Direction: Turn every line of all the records below into a single numbered list, leaving out any blank lines.
..............................
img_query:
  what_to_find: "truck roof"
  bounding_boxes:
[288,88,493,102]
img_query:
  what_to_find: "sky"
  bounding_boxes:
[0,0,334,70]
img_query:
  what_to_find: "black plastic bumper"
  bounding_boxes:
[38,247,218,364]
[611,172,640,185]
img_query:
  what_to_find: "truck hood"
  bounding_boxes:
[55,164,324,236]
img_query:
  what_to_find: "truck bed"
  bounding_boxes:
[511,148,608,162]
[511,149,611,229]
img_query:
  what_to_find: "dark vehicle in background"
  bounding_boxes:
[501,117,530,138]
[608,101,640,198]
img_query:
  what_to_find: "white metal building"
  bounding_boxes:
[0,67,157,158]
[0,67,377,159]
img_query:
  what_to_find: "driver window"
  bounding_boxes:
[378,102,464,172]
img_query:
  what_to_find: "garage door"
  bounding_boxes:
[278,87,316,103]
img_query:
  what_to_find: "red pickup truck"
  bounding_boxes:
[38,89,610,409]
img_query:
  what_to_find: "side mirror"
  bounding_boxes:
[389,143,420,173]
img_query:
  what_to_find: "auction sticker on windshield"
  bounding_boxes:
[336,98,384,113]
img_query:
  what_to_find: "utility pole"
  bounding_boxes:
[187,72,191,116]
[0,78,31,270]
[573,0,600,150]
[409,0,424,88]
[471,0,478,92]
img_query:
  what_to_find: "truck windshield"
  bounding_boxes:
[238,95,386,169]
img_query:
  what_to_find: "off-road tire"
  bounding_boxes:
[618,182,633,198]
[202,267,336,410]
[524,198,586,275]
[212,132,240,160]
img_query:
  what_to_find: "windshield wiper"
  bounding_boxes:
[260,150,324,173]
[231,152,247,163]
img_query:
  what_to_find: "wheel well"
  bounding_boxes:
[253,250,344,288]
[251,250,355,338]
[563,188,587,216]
..............................
Result of the task:
1. img_query:
2.   what_to_find: "truck roof"
3.   bounding_boxes:
4. [288,88,493,102]
5. img_query:
6.   what_to_find: "sky"
7.   bounding_boxes:
8. [0,0,334,70]
9. img_query:
10.   what_to_find: "black plastic bumper"
11.   bounding_boxes:
12. [38,247,218,364]
13. [611,172,640,185]
14. img_query:
15.   what_to_find: "truck hood"
16.   bounding_boxes:
17. [55,164,324,236]
18. img_query:
19.   what_to_find: "truck bed"
20.   bounding_boxes:
21. [511,148,608,162]
22. [511,149,611,229]
23. img_query:
24.   what_to_find: "dark vehicle in background"
25.   bounding_boxes:
26. [501,117,530,138]
27. [608,101,640,198]
28. img_query:
29.   what_to_find: "white metal building"
30.   bounding_boxes:
31. [0,67,157,158]
32. [0,67,377,159]
33. img_query:
34.   what_to_find: "driver window"
35.   bounding_boxes:
36. [378,102,464,172]
37. img_query:
38.   what_to_find: "garage door"
39.   bounding_boxes:
40. [278,87,316,103]
41. img_query:
42.   what_to_find: "red pickup truck"
43.   bounding_boxes:
44. [38,89,610,409]
45. img_query:
46.   what_to_find: "side mirror"
47.   bounding_boxes:
48. [389,143,420,173]
49. img_query:
50.   what_to_find: "auction sticker on windshield"
51.   bounding_boxes:
52. [336,98,384,113]
53. img_query:
54.   what_to_find: "utility pole"
55.   bounding_boxes:
56. [187,72,191,116]
57. [0,78,31,270]
58. [573,0,600,150]
59. [409,0,424,88]
60. [471,0,478,92]
61. img_query:
62.   what_to_find: "truck windshield"
63.   bounding_boxes:
64. [238,95,386,169]
65. img_query:
66.   what_to_find: "off-road tire"
67.   bounding_boxes:
68. [618,182,633,198]
69. [202,267,336,410]
70. [524,198,586,275]
71. [212,132,240,160]
72. img_query:
73.   what_to_find: "windshield wiper"
74.   bounding_boxes:
75. [260,150,324,173]
76. [231,152,247,163]
77. img_query:
78.   what_to_find: "wheel well"
79.   bounding_boxes:
80. [253,250,344,288]
81. [251,250,355,338]
82. [563,188,587,216]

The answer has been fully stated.